Generated LP/MP steam or hot water generated in exchanger 25 can be used in an absorption chiller (LiBr for example) to generate chilled water that is used to cool down syngas in the exchanger 29 down to a temperature lower than 20° C., preferably 15° C. or even 10° C. before entering the driers of adsorption unit 31 (to remove water)
According to a first variant, the cooled syngas from coolers 23, 25, 27, 29 is purified in adsorption unit 31 to remove H2O and possibly remaining H2S from shifted syngas by adsorption. Either H2O or H2S can be removed first. Adsorption unit 31 uses typically metal oxides as adsorbent to remove residual H2S without on site regeneration.
Alternatively, adsorption unit 31 uses molecular sieve to remove residual H2S and can be regenerated on site. In an optimized embodiment, this is a common unit using the same adsorbent for water removal and H2S removal, e.g. using ‘5A mol sieve’, sufficient volume in excess being installed to allow for H2S removal after water has been adsorbed in spite of the CO2 co adsorption phenomenon.

## Provided material:
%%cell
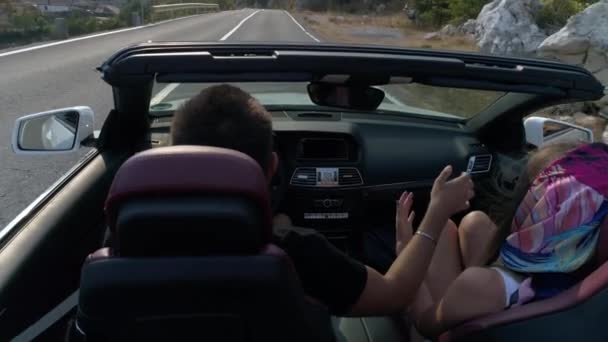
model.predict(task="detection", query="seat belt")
[11,290,80,342]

## What is asked:
Repeat the portion of the syngas purification passage starting with "According to a" and going on through "on site regeneration.", without altering a word.

## Answer for this exercise:
According to a first variant, the cooled syngas from coolers 23, 25, 27, 29 is purified in adsorption unit 31 to remove H2O and possibly remaining H2S from shifted syngas by adsorption. Either H2O or H2S can be removed first. Adsorption unit 31 uses typically metal oxides as adsorbent to remove residual H2S without on site regeneration.